# Brief:
Please update the listing from the line with "Would you mind indicating the leafy" through the end of the listing, replacing "Would you mind indicating" with "Could you mark" and keeping everything else unchanged. Give back only those lines.

Records from a data source
※ ※ ※
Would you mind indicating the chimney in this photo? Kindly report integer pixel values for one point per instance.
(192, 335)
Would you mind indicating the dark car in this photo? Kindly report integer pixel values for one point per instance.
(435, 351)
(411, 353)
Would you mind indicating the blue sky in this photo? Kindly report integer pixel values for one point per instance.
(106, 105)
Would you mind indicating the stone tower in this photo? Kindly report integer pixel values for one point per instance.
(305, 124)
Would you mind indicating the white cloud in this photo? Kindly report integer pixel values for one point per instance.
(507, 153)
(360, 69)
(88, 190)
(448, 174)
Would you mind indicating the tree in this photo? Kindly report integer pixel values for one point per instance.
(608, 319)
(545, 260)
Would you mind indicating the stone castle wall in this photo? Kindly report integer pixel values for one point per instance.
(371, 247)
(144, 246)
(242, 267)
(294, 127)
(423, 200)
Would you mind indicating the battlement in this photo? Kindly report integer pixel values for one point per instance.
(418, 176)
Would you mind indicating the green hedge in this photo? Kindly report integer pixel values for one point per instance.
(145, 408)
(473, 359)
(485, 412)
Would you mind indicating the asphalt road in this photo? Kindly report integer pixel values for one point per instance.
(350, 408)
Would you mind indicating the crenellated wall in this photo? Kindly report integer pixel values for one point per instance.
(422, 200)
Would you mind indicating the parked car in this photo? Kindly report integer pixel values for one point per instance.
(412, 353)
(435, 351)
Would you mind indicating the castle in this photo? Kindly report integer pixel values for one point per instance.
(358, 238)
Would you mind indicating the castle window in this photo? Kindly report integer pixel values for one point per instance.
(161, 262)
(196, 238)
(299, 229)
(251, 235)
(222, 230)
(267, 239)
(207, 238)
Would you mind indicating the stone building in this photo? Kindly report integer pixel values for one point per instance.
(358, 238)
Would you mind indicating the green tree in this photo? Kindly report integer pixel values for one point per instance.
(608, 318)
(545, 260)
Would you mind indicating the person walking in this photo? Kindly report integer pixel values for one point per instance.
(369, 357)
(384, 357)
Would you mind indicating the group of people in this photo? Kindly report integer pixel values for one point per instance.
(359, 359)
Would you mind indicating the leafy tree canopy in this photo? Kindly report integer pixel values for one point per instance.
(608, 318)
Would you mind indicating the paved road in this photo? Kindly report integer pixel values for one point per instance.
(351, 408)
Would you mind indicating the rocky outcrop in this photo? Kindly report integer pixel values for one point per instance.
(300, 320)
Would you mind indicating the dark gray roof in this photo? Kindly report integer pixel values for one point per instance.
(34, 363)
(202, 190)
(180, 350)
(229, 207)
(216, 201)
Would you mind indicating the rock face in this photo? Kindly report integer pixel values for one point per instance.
※ ※ ※
# Exercise output:
Could you mark the leafy tree canopy in this photo? Kindly report integer pixel values for one point per instance.
(608, 318)
Could you mark the paved road in this photo? Kindly report integer pixel values for one point per instance.
(351, 408)
Could you mark the rocky outcrop in this photo? Kindly report integer pixel values for one point per instance.
(300, 320)
Could you mark the dark gray roof in this photo? Kindly report integer pixel values for one point per instance.
(34, 363)
(202, 190)
(180, 350)
(229, 207)
(216, 201)
Could you mark the rock face in this photo? Kindly report integer pixel values for one point per instance.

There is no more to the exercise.